AIM OF THE TASK – Identify every line in the listing below that contains the word "open" and copy each of those lines in full.

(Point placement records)

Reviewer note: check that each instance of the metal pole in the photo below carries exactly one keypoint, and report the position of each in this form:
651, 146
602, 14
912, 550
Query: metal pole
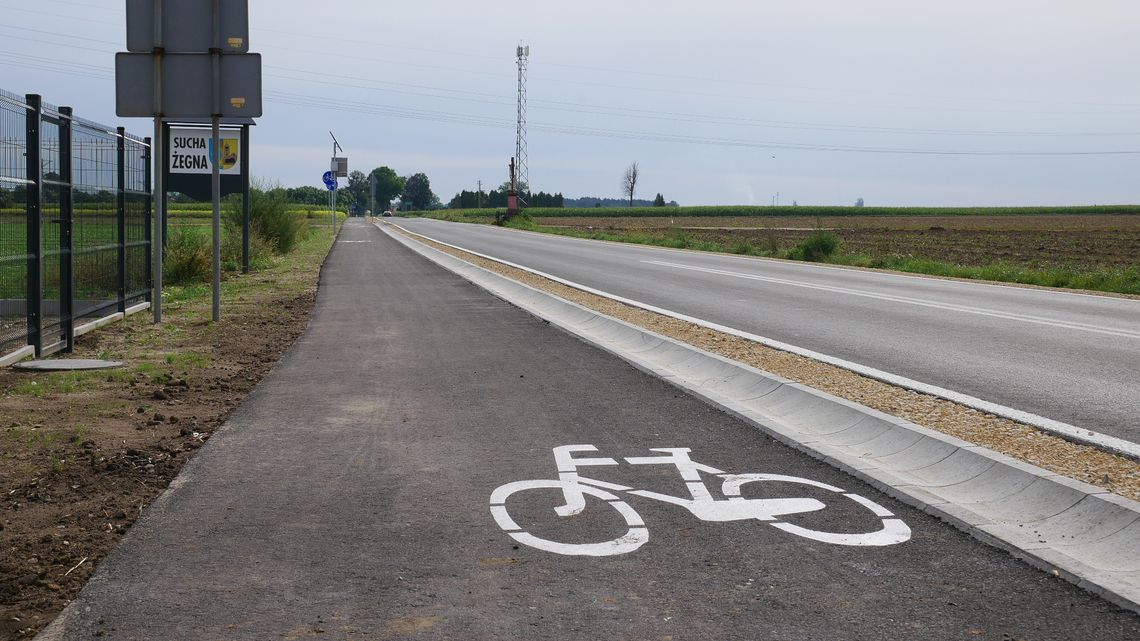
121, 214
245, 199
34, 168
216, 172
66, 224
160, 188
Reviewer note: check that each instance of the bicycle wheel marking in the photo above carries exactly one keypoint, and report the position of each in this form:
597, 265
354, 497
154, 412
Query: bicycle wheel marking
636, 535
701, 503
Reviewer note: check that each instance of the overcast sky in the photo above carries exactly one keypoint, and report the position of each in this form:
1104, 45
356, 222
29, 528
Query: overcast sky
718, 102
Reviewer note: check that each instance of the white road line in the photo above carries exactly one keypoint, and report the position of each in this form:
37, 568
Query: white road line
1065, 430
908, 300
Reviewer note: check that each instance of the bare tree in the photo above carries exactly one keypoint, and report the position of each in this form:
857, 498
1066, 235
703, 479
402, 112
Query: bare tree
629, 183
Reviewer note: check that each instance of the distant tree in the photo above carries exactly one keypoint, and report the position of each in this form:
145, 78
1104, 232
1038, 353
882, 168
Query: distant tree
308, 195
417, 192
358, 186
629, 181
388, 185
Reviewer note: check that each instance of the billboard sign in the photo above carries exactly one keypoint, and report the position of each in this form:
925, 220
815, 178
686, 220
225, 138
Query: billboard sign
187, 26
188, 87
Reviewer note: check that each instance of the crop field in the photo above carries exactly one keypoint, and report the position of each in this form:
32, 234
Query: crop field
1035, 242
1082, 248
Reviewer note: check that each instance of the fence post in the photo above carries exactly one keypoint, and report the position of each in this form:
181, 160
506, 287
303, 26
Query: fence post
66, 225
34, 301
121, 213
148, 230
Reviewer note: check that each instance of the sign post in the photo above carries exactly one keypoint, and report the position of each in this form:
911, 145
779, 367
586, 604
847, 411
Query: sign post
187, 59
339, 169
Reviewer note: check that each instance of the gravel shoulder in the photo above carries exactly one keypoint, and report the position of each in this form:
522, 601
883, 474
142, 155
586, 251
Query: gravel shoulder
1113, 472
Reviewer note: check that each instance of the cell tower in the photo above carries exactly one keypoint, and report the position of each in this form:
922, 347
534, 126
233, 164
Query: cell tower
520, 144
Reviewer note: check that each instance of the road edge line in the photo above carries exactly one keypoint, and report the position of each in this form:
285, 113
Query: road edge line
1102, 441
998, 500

--

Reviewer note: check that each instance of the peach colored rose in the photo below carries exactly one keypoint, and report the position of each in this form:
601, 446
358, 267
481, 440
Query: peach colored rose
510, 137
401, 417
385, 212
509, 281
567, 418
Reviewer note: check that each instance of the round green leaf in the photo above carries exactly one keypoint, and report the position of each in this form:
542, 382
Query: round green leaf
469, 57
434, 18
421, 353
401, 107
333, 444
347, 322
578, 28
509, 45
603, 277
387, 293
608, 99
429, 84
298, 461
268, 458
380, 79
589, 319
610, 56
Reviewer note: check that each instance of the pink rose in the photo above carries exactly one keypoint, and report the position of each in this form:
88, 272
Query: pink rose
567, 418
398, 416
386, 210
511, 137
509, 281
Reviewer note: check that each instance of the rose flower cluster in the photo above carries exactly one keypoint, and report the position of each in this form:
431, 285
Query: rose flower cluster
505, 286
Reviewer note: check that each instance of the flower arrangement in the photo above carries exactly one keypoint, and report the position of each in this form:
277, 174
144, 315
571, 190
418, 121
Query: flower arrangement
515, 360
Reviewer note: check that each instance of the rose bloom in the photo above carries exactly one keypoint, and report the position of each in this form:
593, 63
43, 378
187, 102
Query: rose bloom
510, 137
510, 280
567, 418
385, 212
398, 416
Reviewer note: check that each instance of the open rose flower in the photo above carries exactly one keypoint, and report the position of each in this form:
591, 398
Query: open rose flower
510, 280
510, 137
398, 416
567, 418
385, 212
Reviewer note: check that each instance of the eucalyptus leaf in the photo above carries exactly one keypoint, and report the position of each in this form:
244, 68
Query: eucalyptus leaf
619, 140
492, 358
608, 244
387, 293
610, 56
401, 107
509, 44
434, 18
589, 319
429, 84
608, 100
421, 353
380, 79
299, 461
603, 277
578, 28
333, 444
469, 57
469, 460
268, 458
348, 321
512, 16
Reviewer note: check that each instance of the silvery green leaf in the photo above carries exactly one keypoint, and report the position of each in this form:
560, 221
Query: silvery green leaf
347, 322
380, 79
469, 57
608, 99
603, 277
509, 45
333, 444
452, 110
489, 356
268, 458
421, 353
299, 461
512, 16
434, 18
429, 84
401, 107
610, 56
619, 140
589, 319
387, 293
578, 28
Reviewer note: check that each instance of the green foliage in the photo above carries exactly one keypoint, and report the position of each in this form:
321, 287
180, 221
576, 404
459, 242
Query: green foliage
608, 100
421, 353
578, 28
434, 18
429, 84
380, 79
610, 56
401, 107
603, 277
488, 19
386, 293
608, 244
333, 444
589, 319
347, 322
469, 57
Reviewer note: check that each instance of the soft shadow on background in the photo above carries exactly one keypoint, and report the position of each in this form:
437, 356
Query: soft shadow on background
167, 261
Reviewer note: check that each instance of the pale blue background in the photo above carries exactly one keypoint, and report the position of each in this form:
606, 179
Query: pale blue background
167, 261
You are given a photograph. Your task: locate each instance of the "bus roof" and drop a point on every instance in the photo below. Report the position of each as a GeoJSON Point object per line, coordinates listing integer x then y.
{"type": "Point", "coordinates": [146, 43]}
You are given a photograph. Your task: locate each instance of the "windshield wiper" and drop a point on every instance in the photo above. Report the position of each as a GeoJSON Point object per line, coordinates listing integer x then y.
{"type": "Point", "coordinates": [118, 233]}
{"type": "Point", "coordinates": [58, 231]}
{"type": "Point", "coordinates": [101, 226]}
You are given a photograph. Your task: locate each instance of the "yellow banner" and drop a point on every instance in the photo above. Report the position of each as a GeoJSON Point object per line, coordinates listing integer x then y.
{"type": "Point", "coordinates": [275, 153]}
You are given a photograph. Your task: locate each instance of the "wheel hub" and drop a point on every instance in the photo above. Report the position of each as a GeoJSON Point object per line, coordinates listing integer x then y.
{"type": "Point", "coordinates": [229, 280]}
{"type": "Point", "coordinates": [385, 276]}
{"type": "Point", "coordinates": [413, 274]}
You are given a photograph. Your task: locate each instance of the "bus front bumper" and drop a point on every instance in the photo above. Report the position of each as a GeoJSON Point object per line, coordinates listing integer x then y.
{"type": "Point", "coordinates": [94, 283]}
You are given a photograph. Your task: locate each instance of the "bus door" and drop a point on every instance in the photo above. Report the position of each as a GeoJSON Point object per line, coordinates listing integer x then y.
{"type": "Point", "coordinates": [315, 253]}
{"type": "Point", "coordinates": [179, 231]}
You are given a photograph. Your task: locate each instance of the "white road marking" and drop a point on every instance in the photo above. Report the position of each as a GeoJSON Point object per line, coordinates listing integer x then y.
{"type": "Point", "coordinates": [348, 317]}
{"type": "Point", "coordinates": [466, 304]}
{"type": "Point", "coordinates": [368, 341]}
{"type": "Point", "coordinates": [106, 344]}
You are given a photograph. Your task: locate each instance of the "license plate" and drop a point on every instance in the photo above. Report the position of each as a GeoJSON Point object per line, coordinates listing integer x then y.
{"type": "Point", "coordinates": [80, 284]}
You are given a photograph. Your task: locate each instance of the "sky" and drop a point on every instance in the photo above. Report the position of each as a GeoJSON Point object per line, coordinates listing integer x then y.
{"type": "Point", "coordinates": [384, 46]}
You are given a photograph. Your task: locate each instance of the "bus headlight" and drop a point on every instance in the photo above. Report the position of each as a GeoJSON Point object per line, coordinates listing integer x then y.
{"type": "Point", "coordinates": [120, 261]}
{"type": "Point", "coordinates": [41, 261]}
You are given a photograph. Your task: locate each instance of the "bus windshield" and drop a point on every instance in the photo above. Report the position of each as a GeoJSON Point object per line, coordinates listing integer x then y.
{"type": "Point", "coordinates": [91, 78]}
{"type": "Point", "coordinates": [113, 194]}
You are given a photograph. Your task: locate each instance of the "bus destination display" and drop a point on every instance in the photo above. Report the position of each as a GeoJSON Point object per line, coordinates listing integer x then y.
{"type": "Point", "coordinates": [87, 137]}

RESPONSE –
Reviewer note: check that each instance of the open rose flower in the photo above carries exactly one keypoint, and report the position of each in this form:
Query: open rose flower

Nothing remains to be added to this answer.